**Exercise objective**
List each name that appears as a comment author in the comment thread below, meaning the name on the line directly above a "Reply to" line.
— START Selection —
Yes, CO2 is indeed “well-mixed” throughout the atmosphere, suggesting that a very large part of the global CO2 (natural and otherwise) has been absorbed and buffered by the oceans, which release it uniformly all over the globe.

Reply to  icouldnthelpit
February 10, 2015 6:18 am

icouldnthelpit, the 10ppm difference isn’t the big difference. It might even be 10 ppm difference a 50 or 90 miles, but mass, my friend is very different.

mairon62
Reply to  icouldnthelpit
February 10, 2015 6:18 am

You “think” that over 1/3 of atmospheric mass is not “significant”? Hypoxia becomes a threat at elevations above 12,500′ msl.; why?

Reply to  icouldnthelpit
February 10, 2015 7:07 am

2000 feet is above the planetary boundary layer (PBL) below which frictional and other chaotic effects can dominate the weather and climate. Cooler and dryer too. But it’s still in the lower half of the troposphere, with significant impact on weather, not necessarily having any thing to do with co2.

icouldnthelpit
Reply to  icouldnthelpit
February 10, 2015 7:10 am

(A wasted posting effort by a banned sockpuppet. Comment DELETED. -mod)

mikewaite
Reply to  icouldnthelpit
February 10, 2015 9:28 am

Icouldnthelpit : Although the paper referred to actually deals with 5-25 km profiles , no-one is arguing that the CO2 volume mixing ratio is not almost unchanged with altitude . That is a common chart in most standard textbooks like those of Goody or Salby .
However the number of CO2 molecules per unit volume will drop with altitude according to hydrostatic principles . Also if H2O is a relevant greenhouse gas , then , since its vol ratio drops so quickly with altitude, its contribution to radiative forcing is also lowered – making the assertion that this area is exhibiting more global warming than lowland levels a bit surprising.
I need to check the paper again to see what allowance is made for local solar input.

xyzzy11
Reply to  icouldnthelpit
February 10, 2015 11:37 pm

Whatever, but it still hasn’t been shown that LWIR can heat water. Period.

George Lawson
Reply to  Eric Worrall
February 10, 2015 6:34 am

As the global average temperature has not increased over the last 18 years, what they are in effect saying is that the temperature in the lakes has not changed one iota!

AndyZ
Reply to  George Lawson
February 10, 2015 7:14 am

I think they should have gone with 10x as much if thats the case. Really sell it guys!
— END Selection —
— START Recorded data —
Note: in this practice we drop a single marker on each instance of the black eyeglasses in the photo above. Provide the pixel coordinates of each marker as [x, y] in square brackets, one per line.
— END Recorded data —
**Response**
mairon62
icouldnthelpit
mikewaite
xyzzy11
George Lawson
AndyZ